What are Digital Products, Servitization, and Other Demons?
In this post, I will talk about how traditional products are transforming into digital services. As I mentioned in a previous post, reinventing business models digitally associated with.
Some call this phenomenon servitization or digitalization of services.

Could these be the demons of digitalization?
In this post, I will talk about this and other demons.Â
TRADITIONAL PRODUCTS AND SERVICES
Traditionally, a product is a tangible element that an organization produces and another consumes. According to Philip Kotler, it is an eligible, viable, and repeatable option that the offer makes available to the demand, to satisfy a need or fulfill a desire through its use or consumption.
A service is the production of a benefit, usually intangible, that satisfies a need of another organization or individual. A service is produced and consumed at the same time.
Products and services can complement each other but maintain their identity: a vehicle and the maintenance service for it.
Once again, technology and new business models come to blur the boundaries.

What is expected: Repeat word for word the part of the servitization post that runs from "In this post, I will talk about this" up to and including "service for it.".

Information given:

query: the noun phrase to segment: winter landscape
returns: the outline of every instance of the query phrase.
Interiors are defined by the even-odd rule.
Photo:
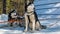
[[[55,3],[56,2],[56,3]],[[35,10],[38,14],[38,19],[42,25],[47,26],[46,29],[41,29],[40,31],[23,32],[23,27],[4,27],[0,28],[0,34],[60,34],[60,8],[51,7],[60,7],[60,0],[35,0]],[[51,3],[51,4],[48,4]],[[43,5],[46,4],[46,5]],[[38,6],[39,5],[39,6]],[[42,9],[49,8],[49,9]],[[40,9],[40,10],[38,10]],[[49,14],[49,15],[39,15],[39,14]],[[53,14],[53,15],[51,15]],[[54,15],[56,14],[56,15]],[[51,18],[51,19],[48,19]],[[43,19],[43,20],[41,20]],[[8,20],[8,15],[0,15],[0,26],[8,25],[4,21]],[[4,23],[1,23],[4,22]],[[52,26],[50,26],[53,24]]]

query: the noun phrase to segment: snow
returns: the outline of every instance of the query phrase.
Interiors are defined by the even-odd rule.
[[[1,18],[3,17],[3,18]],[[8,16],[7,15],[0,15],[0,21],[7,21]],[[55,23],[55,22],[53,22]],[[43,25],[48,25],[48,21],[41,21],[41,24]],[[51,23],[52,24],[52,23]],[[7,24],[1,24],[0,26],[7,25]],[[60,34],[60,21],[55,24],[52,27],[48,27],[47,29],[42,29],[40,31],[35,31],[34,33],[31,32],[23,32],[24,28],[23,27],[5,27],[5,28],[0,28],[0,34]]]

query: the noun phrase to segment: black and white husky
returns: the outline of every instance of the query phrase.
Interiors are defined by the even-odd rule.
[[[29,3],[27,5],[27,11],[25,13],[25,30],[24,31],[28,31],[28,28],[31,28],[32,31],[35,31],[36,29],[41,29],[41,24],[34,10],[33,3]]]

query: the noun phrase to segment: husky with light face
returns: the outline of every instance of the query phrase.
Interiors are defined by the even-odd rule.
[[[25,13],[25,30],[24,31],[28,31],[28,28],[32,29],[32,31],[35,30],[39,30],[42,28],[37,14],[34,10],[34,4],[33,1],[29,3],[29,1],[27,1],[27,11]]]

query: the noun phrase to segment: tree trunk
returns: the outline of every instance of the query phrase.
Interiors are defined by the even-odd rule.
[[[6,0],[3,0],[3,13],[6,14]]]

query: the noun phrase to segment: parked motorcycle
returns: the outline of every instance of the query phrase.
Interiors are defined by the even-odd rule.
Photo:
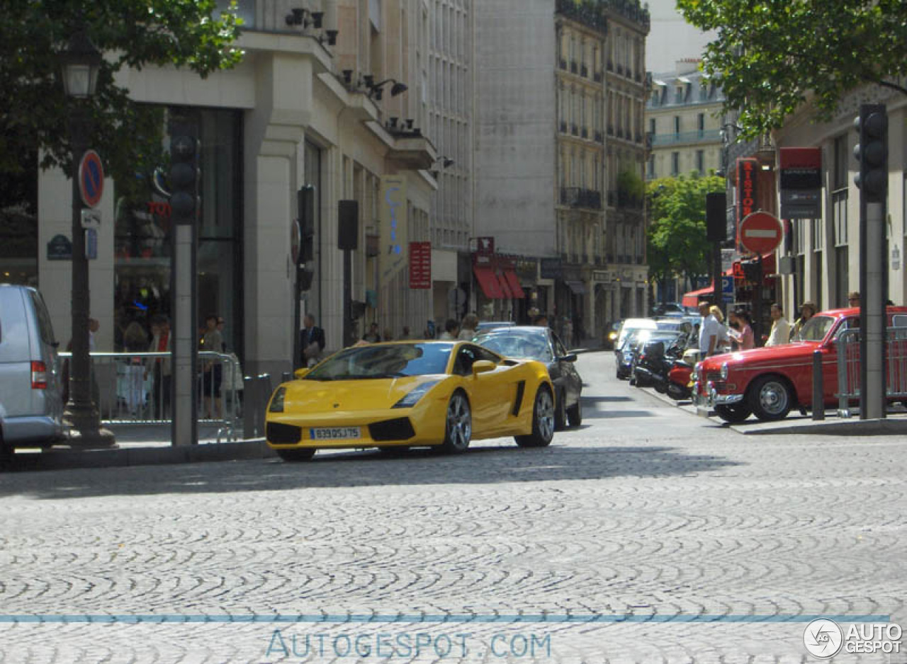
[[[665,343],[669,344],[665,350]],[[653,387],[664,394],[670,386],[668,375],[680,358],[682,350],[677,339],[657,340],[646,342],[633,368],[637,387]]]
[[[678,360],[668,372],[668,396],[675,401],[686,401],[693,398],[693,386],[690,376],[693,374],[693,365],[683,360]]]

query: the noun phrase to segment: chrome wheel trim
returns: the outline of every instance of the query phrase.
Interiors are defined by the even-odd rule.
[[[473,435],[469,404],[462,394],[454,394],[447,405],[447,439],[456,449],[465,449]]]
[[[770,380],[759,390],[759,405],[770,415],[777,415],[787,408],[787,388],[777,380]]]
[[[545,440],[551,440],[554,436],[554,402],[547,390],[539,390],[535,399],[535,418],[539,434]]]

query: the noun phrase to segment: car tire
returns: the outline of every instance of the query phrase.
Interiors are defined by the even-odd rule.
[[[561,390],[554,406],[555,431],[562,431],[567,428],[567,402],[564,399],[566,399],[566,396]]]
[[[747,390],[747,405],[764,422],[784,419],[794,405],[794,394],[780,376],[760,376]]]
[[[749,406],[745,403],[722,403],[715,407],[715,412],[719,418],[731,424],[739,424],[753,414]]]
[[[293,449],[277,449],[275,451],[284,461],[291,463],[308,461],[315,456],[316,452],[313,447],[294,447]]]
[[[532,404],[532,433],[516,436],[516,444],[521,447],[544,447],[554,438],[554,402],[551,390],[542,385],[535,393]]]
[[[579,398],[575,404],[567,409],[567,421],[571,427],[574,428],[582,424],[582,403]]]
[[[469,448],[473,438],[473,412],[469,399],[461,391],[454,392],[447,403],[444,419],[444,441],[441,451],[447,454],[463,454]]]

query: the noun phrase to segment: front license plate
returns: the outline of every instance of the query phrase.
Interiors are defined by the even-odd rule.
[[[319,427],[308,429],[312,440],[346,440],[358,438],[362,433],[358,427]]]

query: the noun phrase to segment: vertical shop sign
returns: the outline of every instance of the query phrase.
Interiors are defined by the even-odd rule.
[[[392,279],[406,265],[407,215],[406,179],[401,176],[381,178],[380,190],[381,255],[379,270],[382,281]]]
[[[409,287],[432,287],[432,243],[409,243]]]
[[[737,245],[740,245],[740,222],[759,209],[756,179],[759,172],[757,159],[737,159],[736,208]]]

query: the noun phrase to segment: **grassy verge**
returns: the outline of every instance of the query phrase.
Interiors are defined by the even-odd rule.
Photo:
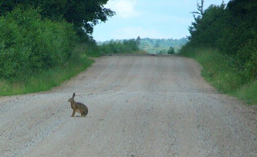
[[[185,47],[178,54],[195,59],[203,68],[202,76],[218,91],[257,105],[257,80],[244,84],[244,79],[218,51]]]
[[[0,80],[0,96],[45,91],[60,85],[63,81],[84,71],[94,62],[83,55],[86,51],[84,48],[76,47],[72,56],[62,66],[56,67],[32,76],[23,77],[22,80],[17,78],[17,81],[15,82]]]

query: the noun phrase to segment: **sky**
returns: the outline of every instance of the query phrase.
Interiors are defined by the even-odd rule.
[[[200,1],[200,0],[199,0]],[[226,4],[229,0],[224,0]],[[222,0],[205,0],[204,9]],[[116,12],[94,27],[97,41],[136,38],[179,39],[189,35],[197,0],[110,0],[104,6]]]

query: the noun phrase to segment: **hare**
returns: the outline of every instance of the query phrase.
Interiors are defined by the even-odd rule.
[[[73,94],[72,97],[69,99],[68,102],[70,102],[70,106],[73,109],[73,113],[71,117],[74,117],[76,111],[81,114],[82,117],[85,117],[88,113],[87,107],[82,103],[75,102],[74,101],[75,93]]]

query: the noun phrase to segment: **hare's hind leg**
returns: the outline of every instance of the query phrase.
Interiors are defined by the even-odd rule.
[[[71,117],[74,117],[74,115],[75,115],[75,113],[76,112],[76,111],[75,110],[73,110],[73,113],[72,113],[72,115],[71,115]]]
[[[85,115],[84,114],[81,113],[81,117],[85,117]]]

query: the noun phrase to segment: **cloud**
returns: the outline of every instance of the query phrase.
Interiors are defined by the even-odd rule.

Output for this exercise:
In this post, I will talk about this and other demons.Â
TRADITIONAL PRODUCTS AND SERVICES
Traditionally, a product is a tangible element that an organization produces and another consumes. According to Philip Kotler, it is an eligible, viable, and repeatable option that the offer makes available to the demand, to satisfy a need or fulfill a desire through its use or consumption.
A service is the production of a benefit, usually intangible, that satisfies a need of another organization or individual. A service is produced and consumed at the same time.
Products and services can complement each other but maintain their identity: a vehicle and the maintenance service for it.